Please copy the stretch of the listing from the line containing "A single point marks each instance of the distant" through the line containing "<point>77,138</point>", word for word and with nothing else added.

RAW DATA:
========================

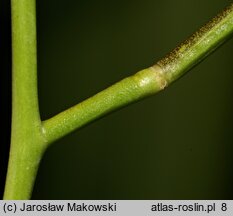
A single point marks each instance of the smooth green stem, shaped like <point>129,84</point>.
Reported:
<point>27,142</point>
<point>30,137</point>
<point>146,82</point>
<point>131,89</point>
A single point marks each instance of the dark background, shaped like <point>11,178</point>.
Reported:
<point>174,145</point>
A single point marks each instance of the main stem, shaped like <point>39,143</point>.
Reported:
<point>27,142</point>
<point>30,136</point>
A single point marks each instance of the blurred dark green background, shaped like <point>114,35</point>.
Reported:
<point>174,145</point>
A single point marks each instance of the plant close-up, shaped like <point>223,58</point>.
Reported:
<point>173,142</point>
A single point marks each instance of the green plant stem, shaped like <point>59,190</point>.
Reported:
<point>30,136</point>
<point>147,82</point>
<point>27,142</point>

========================

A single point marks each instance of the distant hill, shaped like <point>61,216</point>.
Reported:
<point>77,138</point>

========================

RESULT OF THE EXERCISE:
A single point marks each instance of the distant hill, shaped like <point>61,216</point>.
Reported:
<point>77,138</point>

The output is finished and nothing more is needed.